=== Begin Enclosure ===
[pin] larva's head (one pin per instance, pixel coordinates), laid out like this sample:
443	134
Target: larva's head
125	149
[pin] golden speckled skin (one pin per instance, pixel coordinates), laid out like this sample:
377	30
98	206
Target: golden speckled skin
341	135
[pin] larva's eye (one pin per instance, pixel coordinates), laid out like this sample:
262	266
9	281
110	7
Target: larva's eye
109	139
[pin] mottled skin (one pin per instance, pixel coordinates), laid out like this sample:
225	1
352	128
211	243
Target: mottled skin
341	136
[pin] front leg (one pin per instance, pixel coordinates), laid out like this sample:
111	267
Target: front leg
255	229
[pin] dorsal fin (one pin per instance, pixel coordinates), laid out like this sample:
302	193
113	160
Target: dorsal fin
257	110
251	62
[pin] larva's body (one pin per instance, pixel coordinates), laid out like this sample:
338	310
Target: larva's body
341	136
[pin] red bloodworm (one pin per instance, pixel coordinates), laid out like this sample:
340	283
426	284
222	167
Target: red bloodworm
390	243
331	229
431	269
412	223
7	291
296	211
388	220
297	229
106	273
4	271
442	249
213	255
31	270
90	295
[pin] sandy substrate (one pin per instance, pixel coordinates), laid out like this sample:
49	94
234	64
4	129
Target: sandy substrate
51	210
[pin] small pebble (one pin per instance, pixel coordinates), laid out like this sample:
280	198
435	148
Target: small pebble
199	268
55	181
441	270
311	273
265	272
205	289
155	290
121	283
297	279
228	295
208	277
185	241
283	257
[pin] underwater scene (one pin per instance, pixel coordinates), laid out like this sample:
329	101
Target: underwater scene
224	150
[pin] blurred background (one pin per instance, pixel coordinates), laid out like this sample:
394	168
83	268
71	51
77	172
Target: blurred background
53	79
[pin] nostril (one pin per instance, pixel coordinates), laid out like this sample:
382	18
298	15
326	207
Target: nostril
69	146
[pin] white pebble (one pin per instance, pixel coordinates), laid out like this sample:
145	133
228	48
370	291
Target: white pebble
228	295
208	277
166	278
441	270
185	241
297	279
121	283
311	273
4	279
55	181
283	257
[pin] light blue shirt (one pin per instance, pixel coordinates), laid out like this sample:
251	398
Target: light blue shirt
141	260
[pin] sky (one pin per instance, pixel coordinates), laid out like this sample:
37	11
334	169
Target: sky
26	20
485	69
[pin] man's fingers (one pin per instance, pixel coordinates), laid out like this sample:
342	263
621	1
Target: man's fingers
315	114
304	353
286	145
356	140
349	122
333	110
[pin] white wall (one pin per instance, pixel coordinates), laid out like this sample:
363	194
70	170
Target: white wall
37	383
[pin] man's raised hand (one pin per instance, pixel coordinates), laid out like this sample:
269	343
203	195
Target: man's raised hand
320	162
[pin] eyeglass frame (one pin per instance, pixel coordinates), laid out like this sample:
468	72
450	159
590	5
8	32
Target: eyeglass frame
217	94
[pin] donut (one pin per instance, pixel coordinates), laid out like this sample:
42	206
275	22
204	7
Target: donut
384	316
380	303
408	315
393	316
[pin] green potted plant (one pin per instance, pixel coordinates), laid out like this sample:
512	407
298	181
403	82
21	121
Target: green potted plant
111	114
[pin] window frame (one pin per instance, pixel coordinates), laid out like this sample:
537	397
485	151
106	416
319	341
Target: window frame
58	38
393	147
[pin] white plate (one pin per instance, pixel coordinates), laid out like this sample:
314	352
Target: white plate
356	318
=== End Enclosure ===
Repeat the whole listing, keeping every word exactly as it is.

__TASK SOLUTION__
[pin] larva's head (one pin per instance, pixel coordinates), laid out like this sample:
443	134
Target: larva's head
125	149
[pin] golden speckled skin (one pin per instance, pixel coordinates), laid out like this sample:
377	30
98	206
Target: golden speckled skin
341	135
[pin] larva's eye (one pin per instance, pixel coordinates), laid out like this sample:
262	266
9	281
110	7
Target: larva's eye
109	139
[pin] mottled skin (one pin per instance, pixel coordinates), laid out like this sample:
225	1
352	128
211	243
Target: mottled skin
341	136
[pin] front leg (one pin per instance, pixel coordinates), laid out like this sample:
111	267
Target: front leg
255	229
[pin] dorsal fin (one pin per instance, pixel coordinates), laid out like this sample:
302	193
113	160
Target: dorsal fin
257	110
251	62
[pin] larva's body (one pin per instance, pixel coordinates), laid out like this sample:
338	310
Target: larva's body
341	136
[pin] red bloodworm (one pin per instance, pixel coordinates), laid out like this sample:
340	283
426	284
222	167
Target: red bloodworm
390	243
331	229
431	269
412	223
7	291
296	211
388	220
297	229
106	273
4	271
442	249
213	255
31	270
90	295
[pin] sandy substrate (one pin per instance, pixel coordinates), laid out like this sample:
49	94
234	64
4	129
Target: sandy substrate
51	210
[pin] small pebble (one pin per instance, pixel coordinates), laid out like this sample:
280	198
435	148
Target: small pebble
199	268
55	181
441	270
311	273
265	272
205	289
155	290
121	283
297	279
228	295
208	277
185	241
283	257
[pin] underwater scene (one pin per instance, pixel coordinates), laid out like this sample:
329	101
Target: underwater scene
224	150
[pin] blurred background (one pin per instance, pixel coordinates), laid out like this sample:
394	168
83	268
71	51
77	172
Target: blurred background
53	79
[pin] nostril (one pin per instance, pixel coordinates), laid out like this sample:
382	18
298	15
326	207
Target: nostril
69	146
[pin] white pebble (one pin per instance, pixel coordinates), laid out like this sample:
145	133
228	48
370	291
Target: white pebble
228	295
208	277
166	278
441	270
185	241
297	279
121	283
311	273
4	279
55	181
283	257
[pin] light blue shirt (one pin per instance, pixel coordinates), laid out like this sample:
251	398
Target: light blue shirt
141	260
[pin] sky (one pin per instance, pixel coordinates), laid out like this sample:
37	11
334	169
Target: sky
26	20
485	69
[pin] man's fingers (one pin per instance, pixel coordinates), laid out like this sample:
342	263
621	1
Target: man's fingers
315	114
304	353
286	145
356	140
349	122
333	110
[pin] white wall (one pin per instance, pixel coordinates), laid out like this sample:
363	194
70	170
Target: white wall
37	383
[pin] man's raised hand (one pin per instance, pixel coordinates), laid out like this sample:
269	343
203	195
Target: man's raised hand
320	162
[pin] eyeglass frame (one pin per instance, pixel coordinates), laid out like this sample:
468	72
450	159
590	5
8	32
Target: eyeglass frame
217	94
[pin] donut (one pin per instance, pixel coordinates), laid out like this sample:
42	206
275	22
204	7
Target: donut
384	316
380	303
408	315
393	316
[pin] green potted plant (one pin per instance, pixel coordinates), laid out like this sample:
512	407
298	181
403	82
21	121
Target: green potted plant
111	114
[pin] window frame (one pin per instance, pixel coordinates), laid out like this sample:
537	397
485	151
106	416
319	341
Target: window frame
58	38
393	147
[pin] white plate (one pin per instance, pixel coordinates), laid out like this sample:
314	352
Target: white plate
356	318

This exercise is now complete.